▶ **Source document**:
========================
Do you ever have a day (or days) when you just feel like you’ve done nothing right as a parent? We all have. We all mess up. Today’s post is for you.
Or maybe you’ve been wondering whether your efforts at talking to your kids about your values and actively modelling kindness, empathy, and respect are making an impact at all on them? Trust me. They are. This post is for you too!
This is a friendly reminder of the powerful influence that we have on our kids – for good, for bad, and in this case…for funny! When kids imitate parents, the results can be hilarious (even if only on later reflection.)
Check out these stories and I hope they make you smile, make you feel less alone, and make you feel like it’s okay if we make some mistakes!
This post contains Amazon Affiliate links. Please see Disclosure for full details.
Starting at birth, kids are wired to learn from imitation. Did you ever try sticking your tongue out at your newborn and witness him/her sticking theirs back at you?
========================
▶ **Supplied material**:
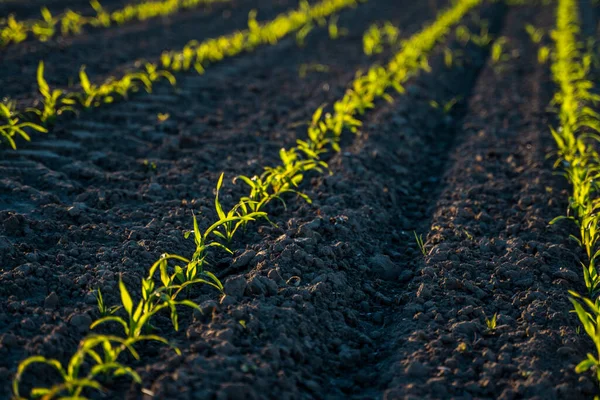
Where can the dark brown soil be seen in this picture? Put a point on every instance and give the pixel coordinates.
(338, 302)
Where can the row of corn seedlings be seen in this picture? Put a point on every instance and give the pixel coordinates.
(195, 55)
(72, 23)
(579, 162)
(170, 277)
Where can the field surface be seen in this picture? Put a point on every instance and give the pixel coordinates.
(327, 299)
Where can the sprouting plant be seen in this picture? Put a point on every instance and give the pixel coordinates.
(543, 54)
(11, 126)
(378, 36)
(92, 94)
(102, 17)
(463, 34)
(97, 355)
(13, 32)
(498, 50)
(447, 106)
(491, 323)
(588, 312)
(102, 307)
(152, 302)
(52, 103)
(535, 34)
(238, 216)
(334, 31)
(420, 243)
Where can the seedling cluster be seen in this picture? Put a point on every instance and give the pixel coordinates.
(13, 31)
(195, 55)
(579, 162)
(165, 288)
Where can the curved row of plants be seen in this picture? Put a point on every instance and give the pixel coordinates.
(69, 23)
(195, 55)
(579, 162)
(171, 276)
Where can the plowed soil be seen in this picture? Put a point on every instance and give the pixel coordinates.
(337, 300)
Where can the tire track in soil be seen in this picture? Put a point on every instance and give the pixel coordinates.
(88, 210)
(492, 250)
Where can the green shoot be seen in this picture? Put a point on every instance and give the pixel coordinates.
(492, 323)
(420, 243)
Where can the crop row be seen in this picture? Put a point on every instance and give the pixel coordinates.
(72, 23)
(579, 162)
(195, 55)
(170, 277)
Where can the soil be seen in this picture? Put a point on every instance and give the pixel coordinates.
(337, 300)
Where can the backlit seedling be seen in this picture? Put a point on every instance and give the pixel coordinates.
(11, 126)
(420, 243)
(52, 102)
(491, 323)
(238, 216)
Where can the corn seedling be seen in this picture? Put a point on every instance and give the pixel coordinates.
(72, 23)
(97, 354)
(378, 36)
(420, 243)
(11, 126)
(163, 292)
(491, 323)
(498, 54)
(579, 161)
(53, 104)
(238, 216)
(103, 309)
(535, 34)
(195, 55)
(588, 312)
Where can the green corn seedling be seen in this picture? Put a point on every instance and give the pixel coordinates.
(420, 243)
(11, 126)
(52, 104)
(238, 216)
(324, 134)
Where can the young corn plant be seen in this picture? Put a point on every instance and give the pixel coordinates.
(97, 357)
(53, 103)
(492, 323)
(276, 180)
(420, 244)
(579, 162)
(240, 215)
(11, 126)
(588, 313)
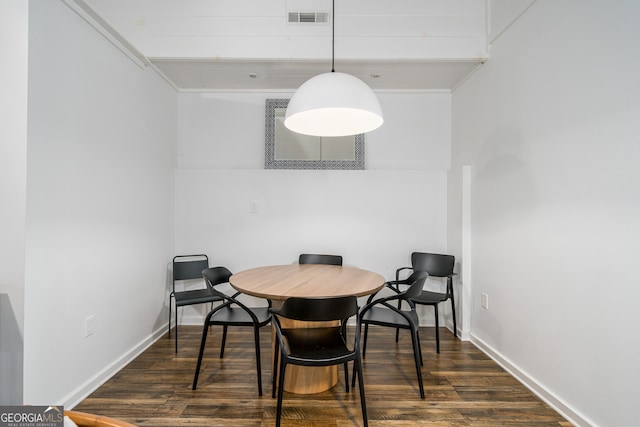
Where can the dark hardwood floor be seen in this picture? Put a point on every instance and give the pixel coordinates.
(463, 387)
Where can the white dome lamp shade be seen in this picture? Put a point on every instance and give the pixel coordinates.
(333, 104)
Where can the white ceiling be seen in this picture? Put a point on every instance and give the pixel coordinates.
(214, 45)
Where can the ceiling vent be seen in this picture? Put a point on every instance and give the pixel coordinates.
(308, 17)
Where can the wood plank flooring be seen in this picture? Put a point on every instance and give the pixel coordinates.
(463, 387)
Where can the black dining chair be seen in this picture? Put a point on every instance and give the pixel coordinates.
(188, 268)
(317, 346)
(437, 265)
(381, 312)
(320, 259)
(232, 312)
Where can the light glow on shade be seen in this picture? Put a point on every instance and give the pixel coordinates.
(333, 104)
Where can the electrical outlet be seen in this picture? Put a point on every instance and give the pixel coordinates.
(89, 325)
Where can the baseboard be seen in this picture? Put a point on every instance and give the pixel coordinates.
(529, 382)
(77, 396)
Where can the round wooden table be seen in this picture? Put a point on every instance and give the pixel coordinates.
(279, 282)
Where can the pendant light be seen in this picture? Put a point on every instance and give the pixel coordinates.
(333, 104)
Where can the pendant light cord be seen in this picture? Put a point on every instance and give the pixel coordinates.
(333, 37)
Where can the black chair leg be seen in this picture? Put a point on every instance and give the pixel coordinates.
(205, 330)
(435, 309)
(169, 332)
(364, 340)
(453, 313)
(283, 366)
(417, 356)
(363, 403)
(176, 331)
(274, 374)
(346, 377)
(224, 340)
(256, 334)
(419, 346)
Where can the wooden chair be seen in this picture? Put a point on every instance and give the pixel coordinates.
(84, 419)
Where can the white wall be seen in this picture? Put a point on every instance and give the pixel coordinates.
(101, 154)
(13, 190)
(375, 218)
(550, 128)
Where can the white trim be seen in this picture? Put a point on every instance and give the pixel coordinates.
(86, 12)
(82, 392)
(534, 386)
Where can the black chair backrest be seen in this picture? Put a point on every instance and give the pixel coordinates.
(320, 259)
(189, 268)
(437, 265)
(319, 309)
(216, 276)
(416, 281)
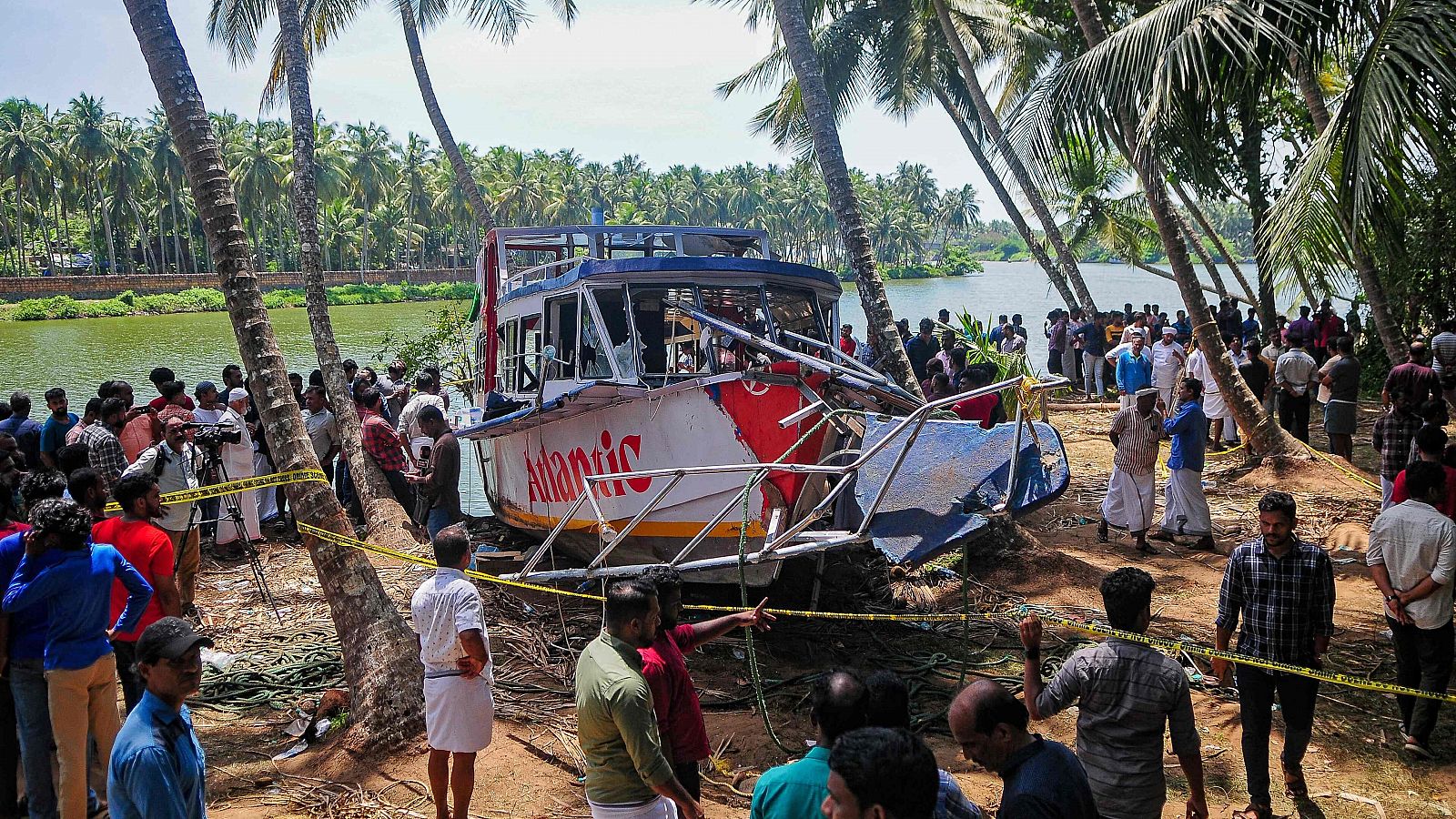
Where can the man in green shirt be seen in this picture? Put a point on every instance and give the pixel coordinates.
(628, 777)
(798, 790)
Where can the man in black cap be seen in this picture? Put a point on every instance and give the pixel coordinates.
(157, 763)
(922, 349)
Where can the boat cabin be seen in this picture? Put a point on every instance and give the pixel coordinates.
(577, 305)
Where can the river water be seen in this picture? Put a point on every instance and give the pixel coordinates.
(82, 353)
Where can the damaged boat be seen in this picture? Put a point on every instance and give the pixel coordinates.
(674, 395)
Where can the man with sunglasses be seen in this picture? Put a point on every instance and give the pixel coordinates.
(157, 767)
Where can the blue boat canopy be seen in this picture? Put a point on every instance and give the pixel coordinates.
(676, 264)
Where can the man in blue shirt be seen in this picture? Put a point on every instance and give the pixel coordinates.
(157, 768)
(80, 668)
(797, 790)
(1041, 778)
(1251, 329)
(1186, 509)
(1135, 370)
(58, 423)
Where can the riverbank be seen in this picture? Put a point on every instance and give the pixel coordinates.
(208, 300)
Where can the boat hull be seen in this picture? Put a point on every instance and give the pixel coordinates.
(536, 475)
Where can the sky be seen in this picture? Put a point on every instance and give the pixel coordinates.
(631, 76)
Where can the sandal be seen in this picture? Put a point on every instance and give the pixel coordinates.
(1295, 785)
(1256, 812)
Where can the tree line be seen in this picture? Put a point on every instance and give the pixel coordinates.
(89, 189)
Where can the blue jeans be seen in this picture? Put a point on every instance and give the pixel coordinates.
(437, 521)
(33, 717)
========================
▶ **Stated goal**: Reproduce verbatim the passage of the post above on children imitating their parents, from "This is a friendly" to "on later reflection.)".

▶ **Complete answer**:
This is a friendly reminder of the powerful influence that we have on our kids – for good, for bad, and in this case…for funny! When kids imitate parents, the results can be hilarious (even if only on later reflection.)